Raw data -
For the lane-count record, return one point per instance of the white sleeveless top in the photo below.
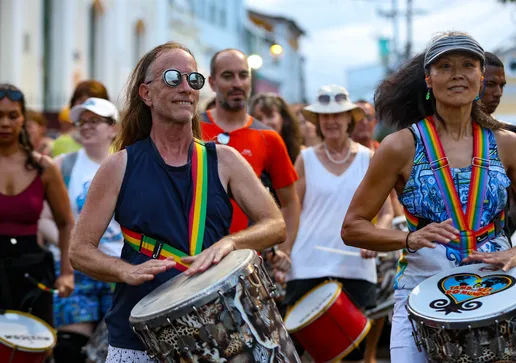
(326, 201)
(82, 174)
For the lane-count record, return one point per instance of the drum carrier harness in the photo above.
(472, 234)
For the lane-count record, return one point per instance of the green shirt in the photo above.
(65, 144)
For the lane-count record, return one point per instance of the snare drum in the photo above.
(226, 314)
(24, 338)
(466, 314)
(326, 323)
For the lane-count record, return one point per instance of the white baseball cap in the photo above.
(98, 106)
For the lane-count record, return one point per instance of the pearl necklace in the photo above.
(338, 162)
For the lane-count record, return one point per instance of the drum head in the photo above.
(471, 295)
(312, 305)
(179, 295)
(25, 332)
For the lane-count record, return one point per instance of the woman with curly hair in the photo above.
(434, 101)
(27, 180)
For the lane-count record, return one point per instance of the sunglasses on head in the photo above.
(173, 78)
(13, 95)
(325, 99)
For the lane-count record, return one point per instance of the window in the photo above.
(139, 40)
(222, 15)
(212, 13)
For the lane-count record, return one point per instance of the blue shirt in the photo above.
(155, 200)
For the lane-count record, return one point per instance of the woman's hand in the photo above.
(505, 259)
(427, 236)
(65, 284)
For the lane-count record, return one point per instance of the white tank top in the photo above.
(326, 201)
(82, 174)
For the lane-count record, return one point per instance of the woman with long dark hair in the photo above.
(434, 101)
(26, 181)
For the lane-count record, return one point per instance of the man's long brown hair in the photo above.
(136, 119)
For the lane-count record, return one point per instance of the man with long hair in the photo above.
(149, 186)
(230, 124)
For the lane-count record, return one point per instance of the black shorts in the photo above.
(361, 292)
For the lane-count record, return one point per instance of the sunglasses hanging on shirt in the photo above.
(339, 98)
(223, 138)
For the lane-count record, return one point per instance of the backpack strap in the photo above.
(67, 166)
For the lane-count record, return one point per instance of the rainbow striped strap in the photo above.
(197, 215)
(480, 236)
(196, 220)
(153, 248)
(469, 222)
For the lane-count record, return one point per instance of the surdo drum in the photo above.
(466, 314)
(327, 323)
(226, 314)
(24, 338)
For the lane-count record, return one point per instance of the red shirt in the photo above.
(263, 148)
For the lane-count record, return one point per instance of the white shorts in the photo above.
(403, 347)
(120, 355)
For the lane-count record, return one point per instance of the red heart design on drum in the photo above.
(462, 288)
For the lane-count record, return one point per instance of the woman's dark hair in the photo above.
(23, 138)
(290, 132)
(89, 88)
(400, 100)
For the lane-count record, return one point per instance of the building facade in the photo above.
(48, 46)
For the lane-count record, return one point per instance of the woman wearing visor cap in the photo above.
(434, 101)
(329, 174)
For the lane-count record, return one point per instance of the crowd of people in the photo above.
(281, 179)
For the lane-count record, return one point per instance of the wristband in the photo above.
(406, 244)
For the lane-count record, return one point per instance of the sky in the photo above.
(342, 35)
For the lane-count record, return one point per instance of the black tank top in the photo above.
(155, 200)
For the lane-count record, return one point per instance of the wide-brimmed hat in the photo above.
(332, 99)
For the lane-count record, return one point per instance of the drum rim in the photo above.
(159, 319)
(321, 312)
(457, 325)
(27, 349)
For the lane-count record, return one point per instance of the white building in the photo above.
(48, 46)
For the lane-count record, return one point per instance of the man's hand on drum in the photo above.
(281, 264)
(209, 256)
(138, 274)
(65, 284)
(368, 253)
(433, 233)
(505, 259)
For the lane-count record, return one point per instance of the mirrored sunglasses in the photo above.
(173, 78)
(339, 98)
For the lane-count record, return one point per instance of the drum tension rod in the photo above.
(203, 326)
(255, 308)
(184, 349)
(230, 312)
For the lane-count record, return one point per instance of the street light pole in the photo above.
(410, 13)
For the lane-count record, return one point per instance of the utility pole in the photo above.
(410, 13)
(395, 32)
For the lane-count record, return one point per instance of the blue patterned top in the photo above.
(422, 197)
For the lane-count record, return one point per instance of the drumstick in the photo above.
(40, 285)
(346, 253)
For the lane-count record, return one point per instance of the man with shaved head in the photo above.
(230, 124)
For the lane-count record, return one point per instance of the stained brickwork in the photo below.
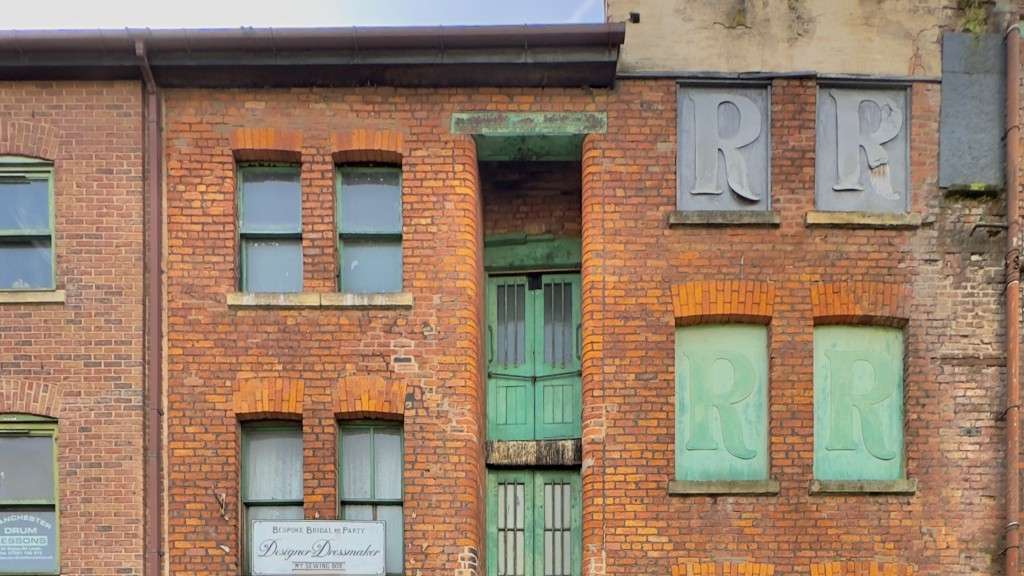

Brief - Can you copy word for word the rows above, from the line with "drumstick in the photo above." through the last row, leaving out any picture?

Solution to the problem -
For the lane-count record, return one point per instance of the drumstick in the photo above.
(40, 285)
(346, 253)
For the lane-count record, return one point per instance of the man with shaved head in the photo above.
(230, 124)
For the lane-count record, return one point per instance of the stained brickwork in the photo below.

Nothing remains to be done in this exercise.